→ Short task:
Reproduce only the material starting at the line containing "Identify a point on every instance of the black eye" and ending at the line containing "x=445 y=239", substituting "dark eye" for "black eye" and leaving everything else unchanged.

→ Dataset extract:
------------------------------------------------------------

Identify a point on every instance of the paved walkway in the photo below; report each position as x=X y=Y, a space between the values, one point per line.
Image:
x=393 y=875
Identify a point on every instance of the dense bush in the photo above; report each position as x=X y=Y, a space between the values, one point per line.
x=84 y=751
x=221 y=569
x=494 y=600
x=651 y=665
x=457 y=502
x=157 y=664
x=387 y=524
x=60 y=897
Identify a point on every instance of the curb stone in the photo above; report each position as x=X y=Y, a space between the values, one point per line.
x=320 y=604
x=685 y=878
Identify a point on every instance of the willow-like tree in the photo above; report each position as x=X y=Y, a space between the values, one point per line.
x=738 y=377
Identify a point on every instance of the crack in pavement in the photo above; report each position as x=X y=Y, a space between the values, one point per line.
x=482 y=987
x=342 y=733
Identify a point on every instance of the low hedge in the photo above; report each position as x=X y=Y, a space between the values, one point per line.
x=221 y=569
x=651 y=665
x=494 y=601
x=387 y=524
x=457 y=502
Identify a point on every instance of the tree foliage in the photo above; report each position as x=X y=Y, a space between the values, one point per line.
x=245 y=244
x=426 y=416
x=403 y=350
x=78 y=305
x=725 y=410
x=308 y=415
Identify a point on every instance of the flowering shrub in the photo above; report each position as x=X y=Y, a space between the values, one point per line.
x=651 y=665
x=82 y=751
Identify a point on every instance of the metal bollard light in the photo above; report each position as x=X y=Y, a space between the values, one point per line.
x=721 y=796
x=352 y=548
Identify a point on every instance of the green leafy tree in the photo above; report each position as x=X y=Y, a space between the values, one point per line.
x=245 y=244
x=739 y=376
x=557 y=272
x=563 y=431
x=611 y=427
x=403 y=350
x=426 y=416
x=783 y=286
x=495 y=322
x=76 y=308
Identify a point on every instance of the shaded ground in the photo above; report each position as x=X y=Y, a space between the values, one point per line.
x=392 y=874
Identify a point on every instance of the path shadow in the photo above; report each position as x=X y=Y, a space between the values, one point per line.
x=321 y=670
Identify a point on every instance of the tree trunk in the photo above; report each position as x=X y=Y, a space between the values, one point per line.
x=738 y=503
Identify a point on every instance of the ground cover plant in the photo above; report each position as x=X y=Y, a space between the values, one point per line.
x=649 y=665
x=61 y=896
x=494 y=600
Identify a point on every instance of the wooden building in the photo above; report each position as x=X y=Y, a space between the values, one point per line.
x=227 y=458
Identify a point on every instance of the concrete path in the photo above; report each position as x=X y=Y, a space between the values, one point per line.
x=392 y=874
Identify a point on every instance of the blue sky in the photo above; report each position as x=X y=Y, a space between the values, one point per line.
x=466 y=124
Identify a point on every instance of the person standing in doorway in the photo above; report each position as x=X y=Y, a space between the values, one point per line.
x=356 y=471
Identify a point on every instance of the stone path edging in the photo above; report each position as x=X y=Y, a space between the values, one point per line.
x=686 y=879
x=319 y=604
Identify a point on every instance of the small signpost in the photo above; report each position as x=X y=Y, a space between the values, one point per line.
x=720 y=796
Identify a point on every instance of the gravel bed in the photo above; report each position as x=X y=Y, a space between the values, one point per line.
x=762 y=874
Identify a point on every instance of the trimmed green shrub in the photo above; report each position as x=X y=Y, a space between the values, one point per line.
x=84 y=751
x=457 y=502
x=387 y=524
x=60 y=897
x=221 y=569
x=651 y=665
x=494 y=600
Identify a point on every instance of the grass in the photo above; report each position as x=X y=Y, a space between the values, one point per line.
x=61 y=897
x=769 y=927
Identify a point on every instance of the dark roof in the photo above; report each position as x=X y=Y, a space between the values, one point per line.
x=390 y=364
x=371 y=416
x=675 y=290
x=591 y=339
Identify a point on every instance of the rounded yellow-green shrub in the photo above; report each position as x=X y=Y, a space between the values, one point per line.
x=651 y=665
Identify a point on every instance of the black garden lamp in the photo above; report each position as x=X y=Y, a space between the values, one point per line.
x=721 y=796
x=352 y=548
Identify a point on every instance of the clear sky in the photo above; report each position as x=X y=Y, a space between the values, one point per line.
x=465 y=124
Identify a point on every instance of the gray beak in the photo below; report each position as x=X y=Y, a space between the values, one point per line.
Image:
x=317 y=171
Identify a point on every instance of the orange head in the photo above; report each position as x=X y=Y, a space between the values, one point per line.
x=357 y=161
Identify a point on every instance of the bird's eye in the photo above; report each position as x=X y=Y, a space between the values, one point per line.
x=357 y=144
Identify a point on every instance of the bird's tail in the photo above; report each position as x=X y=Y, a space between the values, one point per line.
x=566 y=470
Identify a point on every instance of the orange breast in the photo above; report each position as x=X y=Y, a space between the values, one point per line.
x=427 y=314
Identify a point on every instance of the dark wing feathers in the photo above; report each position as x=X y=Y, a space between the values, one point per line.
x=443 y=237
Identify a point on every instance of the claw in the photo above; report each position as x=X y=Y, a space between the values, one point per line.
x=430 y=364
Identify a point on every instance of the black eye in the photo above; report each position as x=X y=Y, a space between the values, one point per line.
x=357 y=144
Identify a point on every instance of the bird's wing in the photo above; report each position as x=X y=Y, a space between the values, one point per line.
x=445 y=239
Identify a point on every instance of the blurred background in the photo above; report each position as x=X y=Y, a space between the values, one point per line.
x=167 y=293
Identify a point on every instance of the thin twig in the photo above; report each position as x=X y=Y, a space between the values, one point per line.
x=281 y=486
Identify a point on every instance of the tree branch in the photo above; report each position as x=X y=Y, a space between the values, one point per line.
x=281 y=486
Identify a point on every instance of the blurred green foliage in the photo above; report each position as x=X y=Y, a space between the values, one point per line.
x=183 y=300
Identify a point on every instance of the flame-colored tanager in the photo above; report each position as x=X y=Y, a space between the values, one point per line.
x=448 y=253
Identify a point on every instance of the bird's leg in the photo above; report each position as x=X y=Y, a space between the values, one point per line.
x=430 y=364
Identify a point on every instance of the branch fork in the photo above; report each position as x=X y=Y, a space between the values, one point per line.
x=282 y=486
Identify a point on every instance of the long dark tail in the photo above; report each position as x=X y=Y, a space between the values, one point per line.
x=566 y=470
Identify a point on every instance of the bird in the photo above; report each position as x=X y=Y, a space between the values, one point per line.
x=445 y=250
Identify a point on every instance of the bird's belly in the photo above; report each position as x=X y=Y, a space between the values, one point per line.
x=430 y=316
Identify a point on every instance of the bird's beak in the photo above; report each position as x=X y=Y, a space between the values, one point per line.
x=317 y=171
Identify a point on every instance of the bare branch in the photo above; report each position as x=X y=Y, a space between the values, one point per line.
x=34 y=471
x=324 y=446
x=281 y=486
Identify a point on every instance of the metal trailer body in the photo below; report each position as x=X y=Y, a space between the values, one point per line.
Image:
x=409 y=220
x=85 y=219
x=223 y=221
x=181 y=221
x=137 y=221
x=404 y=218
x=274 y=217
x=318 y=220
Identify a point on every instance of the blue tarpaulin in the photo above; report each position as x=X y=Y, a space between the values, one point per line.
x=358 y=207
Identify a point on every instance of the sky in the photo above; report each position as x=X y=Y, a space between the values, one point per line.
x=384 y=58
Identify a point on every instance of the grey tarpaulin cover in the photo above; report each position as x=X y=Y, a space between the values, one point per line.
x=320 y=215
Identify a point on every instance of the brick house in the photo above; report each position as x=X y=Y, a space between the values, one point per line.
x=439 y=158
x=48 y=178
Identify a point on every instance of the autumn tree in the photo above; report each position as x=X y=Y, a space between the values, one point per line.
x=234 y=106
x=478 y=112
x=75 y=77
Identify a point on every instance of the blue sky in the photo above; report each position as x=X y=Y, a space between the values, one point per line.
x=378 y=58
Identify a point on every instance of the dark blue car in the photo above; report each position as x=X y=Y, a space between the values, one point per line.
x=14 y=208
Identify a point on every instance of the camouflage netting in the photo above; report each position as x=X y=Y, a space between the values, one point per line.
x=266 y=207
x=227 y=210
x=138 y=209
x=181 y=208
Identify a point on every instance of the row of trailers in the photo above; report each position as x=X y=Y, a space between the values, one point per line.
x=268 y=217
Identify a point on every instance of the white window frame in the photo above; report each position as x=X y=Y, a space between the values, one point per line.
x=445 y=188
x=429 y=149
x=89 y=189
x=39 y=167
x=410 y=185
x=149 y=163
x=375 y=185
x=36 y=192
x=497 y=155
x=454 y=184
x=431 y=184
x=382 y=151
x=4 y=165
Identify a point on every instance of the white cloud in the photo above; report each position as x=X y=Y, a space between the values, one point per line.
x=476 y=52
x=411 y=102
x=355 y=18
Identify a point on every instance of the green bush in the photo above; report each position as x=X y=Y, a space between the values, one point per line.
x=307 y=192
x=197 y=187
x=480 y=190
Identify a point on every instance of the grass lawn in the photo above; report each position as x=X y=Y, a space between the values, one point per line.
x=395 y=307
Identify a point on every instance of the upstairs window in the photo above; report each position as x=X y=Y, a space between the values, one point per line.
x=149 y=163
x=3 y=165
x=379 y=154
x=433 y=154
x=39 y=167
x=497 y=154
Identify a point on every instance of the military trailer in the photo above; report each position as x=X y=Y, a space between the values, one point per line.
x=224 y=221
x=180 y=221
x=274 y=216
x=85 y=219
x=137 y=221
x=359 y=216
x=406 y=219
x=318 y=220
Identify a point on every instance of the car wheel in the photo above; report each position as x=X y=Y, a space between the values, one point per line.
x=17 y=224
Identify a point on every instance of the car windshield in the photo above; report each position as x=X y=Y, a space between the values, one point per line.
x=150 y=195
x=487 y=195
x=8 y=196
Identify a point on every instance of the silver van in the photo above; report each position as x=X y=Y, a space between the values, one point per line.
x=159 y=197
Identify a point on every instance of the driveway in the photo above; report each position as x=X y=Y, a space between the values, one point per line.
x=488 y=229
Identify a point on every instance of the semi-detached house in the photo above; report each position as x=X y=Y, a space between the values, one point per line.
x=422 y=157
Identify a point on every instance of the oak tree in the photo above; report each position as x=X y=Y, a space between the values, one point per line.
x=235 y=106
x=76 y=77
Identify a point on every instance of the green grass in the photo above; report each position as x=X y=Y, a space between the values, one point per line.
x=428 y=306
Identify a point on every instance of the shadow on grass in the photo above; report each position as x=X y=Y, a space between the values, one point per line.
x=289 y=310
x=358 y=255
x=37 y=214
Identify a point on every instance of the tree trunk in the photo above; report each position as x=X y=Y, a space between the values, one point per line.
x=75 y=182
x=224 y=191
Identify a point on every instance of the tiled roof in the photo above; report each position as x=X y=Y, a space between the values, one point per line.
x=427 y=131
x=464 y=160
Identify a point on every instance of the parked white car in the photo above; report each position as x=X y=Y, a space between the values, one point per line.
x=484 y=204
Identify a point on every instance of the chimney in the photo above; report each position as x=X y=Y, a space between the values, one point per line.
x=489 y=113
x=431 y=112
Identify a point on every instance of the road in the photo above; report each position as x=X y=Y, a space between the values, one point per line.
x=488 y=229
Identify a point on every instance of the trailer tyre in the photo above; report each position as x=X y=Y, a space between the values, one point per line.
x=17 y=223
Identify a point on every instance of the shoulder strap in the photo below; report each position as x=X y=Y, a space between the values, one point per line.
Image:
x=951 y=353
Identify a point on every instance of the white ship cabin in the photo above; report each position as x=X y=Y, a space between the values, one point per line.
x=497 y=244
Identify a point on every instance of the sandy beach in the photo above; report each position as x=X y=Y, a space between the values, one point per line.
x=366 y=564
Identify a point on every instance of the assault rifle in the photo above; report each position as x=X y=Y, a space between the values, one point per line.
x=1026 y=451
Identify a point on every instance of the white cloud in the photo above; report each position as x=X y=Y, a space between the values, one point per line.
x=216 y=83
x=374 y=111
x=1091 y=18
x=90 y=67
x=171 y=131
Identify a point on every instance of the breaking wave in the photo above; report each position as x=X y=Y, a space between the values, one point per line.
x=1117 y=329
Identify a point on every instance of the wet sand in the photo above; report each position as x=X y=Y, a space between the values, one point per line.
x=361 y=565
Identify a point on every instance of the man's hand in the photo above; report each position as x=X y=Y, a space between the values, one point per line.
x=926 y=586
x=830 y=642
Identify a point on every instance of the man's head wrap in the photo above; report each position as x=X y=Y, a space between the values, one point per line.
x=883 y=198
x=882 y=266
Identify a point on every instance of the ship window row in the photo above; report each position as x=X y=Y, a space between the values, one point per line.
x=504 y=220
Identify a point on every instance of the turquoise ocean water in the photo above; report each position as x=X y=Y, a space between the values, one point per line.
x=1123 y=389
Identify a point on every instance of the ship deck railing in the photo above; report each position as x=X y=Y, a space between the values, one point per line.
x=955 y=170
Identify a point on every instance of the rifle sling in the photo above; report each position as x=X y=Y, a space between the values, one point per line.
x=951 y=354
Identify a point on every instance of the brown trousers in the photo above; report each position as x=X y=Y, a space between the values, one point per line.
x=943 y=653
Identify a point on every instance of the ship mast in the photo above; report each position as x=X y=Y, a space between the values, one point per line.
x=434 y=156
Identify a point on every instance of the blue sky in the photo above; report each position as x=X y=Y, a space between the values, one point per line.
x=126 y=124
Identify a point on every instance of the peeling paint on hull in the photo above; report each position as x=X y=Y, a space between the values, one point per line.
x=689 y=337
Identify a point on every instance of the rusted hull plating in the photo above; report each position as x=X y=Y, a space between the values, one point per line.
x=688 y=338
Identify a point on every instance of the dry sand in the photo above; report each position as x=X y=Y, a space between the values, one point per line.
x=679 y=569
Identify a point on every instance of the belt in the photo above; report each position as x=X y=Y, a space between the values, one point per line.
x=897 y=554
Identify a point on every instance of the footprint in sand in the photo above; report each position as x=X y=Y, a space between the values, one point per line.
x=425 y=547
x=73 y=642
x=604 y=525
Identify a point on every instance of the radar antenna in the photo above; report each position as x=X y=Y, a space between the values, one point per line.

------------------------------------------------------------

→ Response to this exercise:
Identify a point on every instance of the dark eye in the photo above; report each position as x=X y=Y, a space between the values, one point per line.
x=357 y=144
Identify a point on every instance of the bird's wing in the photo above; report each position as x=X y=Y, a space between the values, one point per line.
x=445 y=239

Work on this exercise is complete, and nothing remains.